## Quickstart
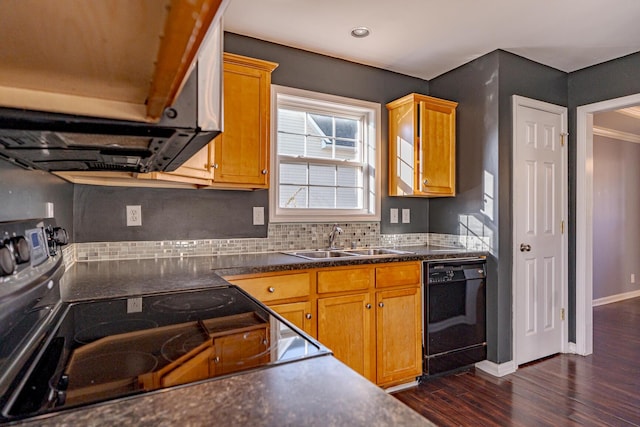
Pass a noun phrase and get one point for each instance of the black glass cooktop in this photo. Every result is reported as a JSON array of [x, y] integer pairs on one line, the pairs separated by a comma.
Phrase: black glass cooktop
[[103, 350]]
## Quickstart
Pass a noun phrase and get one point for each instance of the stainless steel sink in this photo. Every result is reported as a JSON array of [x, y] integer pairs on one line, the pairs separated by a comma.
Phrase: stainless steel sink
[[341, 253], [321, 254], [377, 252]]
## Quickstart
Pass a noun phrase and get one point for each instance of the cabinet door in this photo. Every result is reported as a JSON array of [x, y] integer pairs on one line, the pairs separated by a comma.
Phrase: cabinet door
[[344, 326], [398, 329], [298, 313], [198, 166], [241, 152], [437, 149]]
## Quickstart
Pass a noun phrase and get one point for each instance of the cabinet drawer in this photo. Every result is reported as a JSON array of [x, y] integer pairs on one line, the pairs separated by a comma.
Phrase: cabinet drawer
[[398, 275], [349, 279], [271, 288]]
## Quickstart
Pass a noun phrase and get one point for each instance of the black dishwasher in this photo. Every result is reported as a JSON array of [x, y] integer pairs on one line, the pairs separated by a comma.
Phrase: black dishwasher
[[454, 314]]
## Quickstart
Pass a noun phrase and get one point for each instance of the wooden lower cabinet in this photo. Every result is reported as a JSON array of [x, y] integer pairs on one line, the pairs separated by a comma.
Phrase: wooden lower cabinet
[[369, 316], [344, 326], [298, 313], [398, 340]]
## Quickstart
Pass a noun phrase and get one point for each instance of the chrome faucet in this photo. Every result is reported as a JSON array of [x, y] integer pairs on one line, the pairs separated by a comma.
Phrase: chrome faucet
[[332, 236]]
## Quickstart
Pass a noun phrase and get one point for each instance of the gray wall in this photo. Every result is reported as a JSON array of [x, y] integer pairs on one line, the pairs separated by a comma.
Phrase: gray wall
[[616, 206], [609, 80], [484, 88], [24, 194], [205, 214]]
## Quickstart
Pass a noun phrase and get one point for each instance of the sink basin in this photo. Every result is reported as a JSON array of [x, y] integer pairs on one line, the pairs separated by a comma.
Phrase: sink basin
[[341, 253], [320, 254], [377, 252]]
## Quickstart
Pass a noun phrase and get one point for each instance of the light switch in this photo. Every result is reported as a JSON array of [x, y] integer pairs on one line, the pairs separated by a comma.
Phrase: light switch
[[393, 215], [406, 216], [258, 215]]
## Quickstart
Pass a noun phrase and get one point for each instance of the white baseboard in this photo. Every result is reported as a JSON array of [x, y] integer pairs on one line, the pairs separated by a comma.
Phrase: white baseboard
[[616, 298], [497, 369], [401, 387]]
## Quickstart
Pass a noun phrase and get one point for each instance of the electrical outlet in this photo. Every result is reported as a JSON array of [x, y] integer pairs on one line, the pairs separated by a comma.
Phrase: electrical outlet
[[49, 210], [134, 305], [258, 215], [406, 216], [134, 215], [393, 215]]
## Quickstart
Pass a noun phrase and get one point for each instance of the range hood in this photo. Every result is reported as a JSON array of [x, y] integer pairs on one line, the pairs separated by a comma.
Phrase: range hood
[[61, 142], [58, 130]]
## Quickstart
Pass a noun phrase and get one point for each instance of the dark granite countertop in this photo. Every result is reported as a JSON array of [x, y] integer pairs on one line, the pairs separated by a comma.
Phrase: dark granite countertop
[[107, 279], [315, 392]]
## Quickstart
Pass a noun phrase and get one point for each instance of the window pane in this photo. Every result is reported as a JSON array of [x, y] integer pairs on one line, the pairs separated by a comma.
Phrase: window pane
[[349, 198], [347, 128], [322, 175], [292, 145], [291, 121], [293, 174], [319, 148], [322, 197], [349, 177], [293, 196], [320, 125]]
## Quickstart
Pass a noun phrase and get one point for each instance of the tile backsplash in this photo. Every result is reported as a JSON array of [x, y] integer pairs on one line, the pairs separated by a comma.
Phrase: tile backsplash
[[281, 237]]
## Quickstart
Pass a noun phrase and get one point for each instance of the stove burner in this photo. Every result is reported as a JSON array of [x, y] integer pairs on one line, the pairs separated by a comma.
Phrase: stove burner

--

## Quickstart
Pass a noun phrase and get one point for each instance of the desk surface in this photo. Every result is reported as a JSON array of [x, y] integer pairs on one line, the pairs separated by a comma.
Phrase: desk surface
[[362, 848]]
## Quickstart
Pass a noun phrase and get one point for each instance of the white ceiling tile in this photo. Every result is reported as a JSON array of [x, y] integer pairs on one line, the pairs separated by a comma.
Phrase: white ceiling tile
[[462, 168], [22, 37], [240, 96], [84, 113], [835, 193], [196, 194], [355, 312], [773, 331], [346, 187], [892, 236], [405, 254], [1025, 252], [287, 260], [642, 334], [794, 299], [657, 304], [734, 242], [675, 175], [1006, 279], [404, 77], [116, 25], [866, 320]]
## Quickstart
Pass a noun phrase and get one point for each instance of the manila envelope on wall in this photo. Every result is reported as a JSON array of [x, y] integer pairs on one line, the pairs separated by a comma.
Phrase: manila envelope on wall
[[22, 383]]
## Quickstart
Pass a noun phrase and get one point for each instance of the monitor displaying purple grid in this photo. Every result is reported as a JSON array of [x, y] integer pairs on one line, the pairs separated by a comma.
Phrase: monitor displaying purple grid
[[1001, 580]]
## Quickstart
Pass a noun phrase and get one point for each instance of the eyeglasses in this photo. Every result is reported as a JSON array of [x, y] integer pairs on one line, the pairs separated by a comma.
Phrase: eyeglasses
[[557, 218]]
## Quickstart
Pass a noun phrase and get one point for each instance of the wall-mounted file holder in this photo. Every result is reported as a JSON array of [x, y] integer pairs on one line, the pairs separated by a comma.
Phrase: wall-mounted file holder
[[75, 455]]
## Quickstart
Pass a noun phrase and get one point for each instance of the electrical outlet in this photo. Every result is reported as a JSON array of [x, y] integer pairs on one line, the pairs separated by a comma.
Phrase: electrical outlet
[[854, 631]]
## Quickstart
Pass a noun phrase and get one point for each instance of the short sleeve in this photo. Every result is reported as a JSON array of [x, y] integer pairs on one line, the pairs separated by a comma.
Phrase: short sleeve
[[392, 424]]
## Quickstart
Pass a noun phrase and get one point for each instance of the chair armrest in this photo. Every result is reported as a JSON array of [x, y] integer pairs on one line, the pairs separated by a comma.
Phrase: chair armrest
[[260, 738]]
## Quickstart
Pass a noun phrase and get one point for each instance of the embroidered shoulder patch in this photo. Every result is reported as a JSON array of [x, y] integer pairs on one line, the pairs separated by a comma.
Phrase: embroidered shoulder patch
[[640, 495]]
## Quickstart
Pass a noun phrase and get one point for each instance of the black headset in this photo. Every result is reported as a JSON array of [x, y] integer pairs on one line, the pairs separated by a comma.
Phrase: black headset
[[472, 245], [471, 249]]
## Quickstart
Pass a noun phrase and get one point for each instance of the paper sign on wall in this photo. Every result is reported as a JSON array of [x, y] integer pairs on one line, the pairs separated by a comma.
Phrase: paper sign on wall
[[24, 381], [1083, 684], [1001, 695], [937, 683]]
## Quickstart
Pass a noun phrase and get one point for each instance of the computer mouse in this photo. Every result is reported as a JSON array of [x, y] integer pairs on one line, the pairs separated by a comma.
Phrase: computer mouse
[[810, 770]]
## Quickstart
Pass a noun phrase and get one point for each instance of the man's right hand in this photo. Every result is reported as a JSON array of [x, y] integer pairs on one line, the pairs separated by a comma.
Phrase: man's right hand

==

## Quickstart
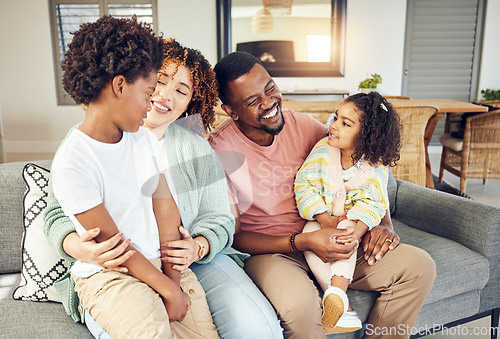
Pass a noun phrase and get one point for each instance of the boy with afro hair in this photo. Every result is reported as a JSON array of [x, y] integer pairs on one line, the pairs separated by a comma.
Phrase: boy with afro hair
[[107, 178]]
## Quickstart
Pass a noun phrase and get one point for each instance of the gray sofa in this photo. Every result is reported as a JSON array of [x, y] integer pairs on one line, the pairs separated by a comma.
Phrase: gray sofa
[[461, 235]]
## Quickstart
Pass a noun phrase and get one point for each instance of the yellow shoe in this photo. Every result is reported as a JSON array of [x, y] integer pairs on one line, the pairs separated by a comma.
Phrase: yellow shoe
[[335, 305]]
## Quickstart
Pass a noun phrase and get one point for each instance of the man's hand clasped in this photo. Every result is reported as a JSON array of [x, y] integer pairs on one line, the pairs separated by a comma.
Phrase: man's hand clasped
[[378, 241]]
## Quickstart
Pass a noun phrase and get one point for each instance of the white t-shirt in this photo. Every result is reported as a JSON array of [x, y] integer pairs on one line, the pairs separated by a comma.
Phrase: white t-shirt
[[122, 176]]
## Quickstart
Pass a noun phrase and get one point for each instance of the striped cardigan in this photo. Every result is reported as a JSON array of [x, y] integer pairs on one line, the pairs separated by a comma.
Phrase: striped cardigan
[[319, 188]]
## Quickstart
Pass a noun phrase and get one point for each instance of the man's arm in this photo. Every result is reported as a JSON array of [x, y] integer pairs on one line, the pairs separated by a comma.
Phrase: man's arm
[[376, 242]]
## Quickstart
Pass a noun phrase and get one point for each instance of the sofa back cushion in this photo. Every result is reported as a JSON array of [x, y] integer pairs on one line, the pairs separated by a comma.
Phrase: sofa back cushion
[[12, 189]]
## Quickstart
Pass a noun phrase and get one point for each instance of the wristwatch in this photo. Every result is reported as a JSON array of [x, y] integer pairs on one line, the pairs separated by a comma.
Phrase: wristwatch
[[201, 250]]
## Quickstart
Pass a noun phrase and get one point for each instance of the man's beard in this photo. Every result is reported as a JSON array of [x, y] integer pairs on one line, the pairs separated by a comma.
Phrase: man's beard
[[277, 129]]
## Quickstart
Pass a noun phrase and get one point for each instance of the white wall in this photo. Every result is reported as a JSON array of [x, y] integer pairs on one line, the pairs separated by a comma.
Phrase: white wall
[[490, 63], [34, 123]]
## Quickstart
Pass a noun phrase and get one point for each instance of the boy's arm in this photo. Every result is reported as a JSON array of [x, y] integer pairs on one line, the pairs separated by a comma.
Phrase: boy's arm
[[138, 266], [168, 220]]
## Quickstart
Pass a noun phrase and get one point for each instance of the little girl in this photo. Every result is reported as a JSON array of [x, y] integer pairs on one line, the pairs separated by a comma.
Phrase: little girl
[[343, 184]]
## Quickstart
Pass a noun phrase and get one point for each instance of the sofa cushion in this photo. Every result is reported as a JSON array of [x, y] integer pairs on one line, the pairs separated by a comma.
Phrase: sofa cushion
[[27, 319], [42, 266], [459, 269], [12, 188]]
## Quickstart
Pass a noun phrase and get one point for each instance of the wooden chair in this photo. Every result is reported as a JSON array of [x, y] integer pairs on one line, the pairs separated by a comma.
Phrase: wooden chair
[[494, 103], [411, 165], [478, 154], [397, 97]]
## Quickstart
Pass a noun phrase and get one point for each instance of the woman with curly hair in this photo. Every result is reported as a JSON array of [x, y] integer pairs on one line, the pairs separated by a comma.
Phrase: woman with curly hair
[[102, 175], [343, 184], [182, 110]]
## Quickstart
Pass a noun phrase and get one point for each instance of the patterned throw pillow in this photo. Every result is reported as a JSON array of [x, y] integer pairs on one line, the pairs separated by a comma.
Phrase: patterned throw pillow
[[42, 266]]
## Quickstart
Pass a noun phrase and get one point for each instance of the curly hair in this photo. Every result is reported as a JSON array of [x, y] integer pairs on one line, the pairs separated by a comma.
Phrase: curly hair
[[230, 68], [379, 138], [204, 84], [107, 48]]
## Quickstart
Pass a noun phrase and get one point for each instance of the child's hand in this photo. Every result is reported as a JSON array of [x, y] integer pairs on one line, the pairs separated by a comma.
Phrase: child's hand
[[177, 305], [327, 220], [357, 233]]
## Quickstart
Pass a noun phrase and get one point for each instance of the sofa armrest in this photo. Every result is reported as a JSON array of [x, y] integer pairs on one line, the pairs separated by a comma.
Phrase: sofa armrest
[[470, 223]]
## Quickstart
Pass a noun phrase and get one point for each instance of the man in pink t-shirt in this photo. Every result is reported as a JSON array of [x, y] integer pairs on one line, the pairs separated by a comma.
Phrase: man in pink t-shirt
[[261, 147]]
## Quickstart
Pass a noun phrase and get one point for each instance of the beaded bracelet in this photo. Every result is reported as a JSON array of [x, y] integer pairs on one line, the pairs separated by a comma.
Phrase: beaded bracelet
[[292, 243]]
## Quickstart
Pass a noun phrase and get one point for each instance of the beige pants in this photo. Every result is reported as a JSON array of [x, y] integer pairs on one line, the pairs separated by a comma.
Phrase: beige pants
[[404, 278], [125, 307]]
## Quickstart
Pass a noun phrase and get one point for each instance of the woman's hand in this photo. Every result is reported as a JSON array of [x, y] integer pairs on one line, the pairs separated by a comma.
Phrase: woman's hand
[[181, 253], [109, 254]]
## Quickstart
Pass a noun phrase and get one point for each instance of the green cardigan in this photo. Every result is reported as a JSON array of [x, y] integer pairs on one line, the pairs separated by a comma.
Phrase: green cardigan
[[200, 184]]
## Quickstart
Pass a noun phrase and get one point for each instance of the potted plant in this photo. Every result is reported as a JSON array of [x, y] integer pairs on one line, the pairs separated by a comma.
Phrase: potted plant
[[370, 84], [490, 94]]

**Instruction**
Identify and copy each line of the items above that contains the word "purple".

**Solved problem**
Pass a noun phrase and get one point for each instance of the monitor displaying purple grid in this photo. Every result is reported as a JSON array of [x, y] integer pairs on one line, the pairs separated by a comma.
Phrase: monitor displaying purple grid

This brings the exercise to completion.